SHORT TASK = Rewrite the stretch from the row containing "Crossing-audit request: pin the construction" through the end of the rows, keeping every request unchanged and shifting each marker coordinate by adding 132 to both numbers of every pair.

INPUT DATA =
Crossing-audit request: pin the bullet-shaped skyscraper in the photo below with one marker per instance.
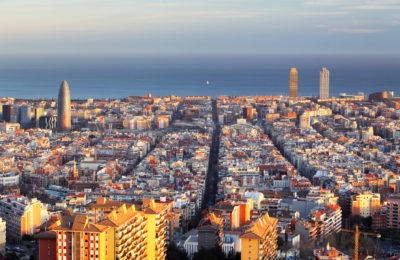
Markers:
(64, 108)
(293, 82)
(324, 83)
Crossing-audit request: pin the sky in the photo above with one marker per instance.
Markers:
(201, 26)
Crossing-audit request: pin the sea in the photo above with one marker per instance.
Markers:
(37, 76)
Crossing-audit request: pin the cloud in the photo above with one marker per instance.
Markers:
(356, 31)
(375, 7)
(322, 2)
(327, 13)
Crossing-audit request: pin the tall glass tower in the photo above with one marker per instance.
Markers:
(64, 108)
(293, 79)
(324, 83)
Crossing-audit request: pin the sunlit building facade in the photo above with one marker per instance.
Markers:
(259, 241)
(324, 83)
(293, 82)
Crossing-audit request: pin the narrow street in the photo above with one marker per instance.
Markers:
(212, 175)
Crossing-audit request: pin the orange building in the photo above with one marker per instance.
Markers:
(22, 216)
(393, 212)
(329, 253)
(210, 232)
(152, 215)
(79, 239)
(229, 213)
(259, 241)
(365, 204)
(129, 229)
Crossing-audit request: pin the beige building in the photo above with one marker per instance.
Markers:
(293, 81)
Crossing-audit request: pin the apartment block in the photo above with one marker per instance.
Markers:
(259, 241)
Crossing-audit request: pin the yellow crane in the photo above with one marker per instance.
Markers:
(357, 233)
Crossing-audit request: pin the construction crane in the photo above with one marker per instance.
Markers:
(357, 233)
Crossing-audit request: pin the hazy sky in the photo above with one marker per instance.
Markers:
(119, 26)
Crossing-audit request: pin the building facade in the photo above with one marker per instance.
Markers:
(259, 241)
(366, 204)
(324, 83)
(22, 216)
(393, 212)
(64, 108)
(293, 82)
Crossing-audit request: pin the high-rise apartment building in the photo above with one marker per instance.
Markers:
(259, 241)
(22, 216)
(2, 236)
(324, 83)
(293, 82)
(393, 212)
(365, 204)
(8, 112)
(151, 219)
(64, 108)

TASK SOLUTION =
Crossing-audit request: pin the construction crane in the photo above with one marker per instance.
Markers:
(489, 365)
Crossing-audit request: pin the hazy sky in the photo above with one marker per instance.
Markers:
(251, 158)
Crossing-audit request: pin the building facade in the photo above with one marker per instance.
Markers:
(391, 373)
(498, 336)
(456, 215)
(154, 348)
(525, 344)
(196, 240)
(425, 214)
Crossing-audit request: pin the high-rise apartment building in the photo above with one marker per instance.
Markers:
(391, 373)
(154, 348)
(134, 368)
(456, 215)
(425, 214)
(525, 344)
(497, 336)
(140, 244)
(283, 351)
(196, 240)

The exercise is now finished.